## Instructions for the task
Reproduce every one of the records below line for line, with no changes to wording, numbers, or punctuation.

• • •

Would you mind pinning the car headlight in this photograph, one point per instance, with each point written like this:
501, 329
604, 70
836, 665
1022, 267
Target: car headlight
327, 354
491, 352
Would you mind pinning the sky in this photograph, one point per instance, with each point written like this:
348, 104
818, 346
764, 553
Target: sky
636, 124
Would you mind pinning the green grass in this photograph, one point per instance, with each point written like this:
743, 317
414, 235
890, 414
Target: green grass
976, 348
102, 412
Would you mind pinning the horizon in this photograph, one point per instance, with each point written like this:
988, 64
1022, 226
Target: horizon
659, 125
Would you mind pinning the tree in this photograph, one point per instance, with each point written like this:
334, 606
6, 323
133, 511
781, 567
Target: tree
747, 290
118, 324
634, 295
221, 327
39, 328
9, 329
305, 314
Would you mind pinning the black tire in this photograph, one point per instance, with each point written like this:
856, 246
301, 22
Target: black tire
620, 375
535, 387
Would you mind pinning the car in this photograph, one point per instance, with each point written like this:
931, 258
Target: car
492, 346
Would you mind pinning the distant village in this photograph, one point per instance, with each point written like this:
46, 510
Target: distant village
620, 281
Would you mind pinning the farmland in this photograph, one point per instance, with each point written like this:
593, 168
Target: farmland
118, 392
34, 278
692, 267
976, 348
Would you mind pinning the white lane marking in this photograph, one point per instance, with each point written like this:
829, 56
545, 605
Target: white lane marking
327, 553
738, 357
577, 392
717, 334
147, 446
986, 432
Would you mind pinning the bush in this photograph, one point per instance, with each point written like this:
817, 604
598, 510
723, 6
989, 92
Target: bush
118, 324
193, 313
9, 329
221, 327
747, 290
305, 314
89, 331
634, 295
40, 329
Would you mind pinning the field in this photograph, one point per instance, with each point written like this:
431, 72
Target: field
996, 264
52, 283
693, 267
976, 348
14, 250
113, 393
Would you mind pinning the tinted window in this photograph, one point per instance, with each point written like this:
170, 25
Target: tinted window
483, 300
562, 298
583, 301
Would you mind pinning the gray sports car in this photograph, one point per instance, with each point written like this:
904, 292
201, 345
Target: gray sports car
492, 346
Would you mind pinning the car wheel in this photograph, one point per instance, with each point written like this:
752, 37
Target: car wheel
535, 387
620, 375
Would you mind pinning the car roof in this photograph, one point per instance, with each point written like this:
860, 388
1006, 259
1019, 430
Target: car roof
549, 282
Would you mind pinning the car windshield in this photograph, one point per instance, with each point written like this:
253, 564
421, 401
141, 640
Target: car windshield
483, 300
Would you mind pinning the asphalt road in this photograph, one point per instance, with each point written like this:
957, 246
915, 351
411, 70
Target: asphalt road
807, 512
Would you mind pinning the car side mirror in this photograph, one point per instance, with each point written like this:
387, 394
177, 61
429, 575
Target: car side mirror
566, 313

• • •

## Finished task
Would you mind pinning the car headlight in this photograph, one point per instance, with each point written like this:
501, 329
604, 70
836, 665
1022, 267
Target: car headlight
327, 354
491, 352
Would you mind pinning the sky in this photograph, one point per instance, with each point written like this:
348, 104
818, 346
764, 553
Target: sky
636, 124
Would you mind pinning the green grass in this photograph, one point per instance, with each point written like this:
743, 317
414, 235
890, 414
Target: green grass
976, 348
102, 412
Would you mind pinning the horizon in this photograph, one point per instance, with each point written like this:
988, 64
1022, 226
Target: horizon
659, 125
Would you mind pinning the tree in this photograph, one point per instance, with each point written like this:
334, 606
6, 323
133, 511
781, 567
Target: tree
747, 290
118, 324
634, 295
221, 327
39, 328
9, 329
305, 314
Would you mind pinning the black tire in this photograph, one point per instance, with each point written like this:
856, 246
301, 22
Target: black tire
620, 375
535, 387
Would you mind pinning the car in this photograph, one point per instance, with each point written like this:
931, 258
Target: car
492, 346
Would you mind pinning the distant village in this photograph, one point per instance, with each point written like this:
46, 510
Target: distant village
620, 281
Would you mind pinning the farmland in this photograph, one point per instance, with each point written like this:
593, 168
Target: farmland
118, 392
34, 278
692, 267
976, 348
Would you mind pinning the white lane marking in this photograph, one point per instance, with each point written like this:
829, 56
545, 605
Target: white lane marking
327, 553
738, 357
577, 392
717, 334
147, 446
986, 432
Would you mind pinning the bush in this photograph, one point per instance, with each point written like this:
817, 604
598, 510
723, 6
989, 92
Target: bush
118, 324
193, 313
9, 329
221, 327
747, 290
305, 314
89, 331
634, 295
40, 329
Would you mind pinning the field in this photograph, one point per instance, with each point written like this:
431, 72
Target: field
996, 264
52, 283
693, 267
976, 348
14, 250
113, 393
Would you mind pinning the tinted window in this photograph, one point per instance, with each point written like this:
170, 25
Target: tinted window
483, 300
562, 298
583, 301
Would you mind pinning the gray sports car in this photograph, one point per instance, with each point written like this:
904, 292
201, 345
Target: gray sports car
492, 346
Would you mind pinning the car wheel in this photograph, one point per instance, with each point written like this:
752, 37
Target: car wheel
535, 387
620, 375
Would you mind pinning the car roof in this photograph, one point per instance, with each point written like this:
860, 388
1006, 259
1019, 430
Target: car roof
549, 282
Would you mind pinning the car windshield in this photograph, one point per instance, with each point written like this:
253, 564
421, 401
141, 640
Target: car windshield
483, 300
Would you mind pinning the asphalt road in this photograph, one point per instance, with each point written like this:
957, 246
915, 351
411, 70
Target: asphalt road
807, 512
Would you mind pinning the car side mirror in this photograph, one point per instance, with each point written like this:
387, 394
177, 61
429, 575
Target: car side mirror
566, 313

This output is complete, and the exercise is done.